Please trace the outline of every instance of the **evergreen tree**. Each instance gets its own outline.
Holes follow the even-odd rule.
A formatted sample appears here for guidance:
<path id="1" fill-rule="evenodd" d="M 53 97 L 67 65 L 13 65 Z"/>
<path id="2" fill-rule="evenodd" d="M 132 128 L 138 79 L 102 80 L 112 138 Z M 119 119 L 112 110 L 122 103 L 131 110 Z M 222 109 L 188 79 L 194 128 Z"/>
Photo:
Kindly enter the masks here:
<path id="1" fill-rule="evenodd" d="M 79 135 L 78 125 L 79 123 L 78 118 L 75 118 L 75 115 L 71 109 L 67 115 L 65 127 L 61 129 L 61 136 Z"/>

• • • •

— Goal —
Copy each line of the data exactly, leaving nothing out.

— Exercise result —
Please trace the outline of every instance of the **evergreen tree**. Each instance gets its own outline.
Holes follow the even-odd rule.
A formatted sample appears here for guidance:
<path id="1" fill-rule="evenodd" d="M 53 97 L 67 65 L 13 65 Z"/>
<path id="2" fill-rule="evenodd" d="M 132 128 L 138 79 L 102 80 L 112 138 Z M 119 119 L 112 110 L 122 103 L 131 110 Z M 222 109 L 188 79 L 194 128 Z"/>
Photo:
Kindly enter the masks here:
<path id="1" fill-rule="evenodd" d="M 79 135 L 78 125 L 79 123 L 78 118 L 75 118 L 75 115 L 71 109 L 67 115 L 65 127 L 61 129 L 61 136 Z"/>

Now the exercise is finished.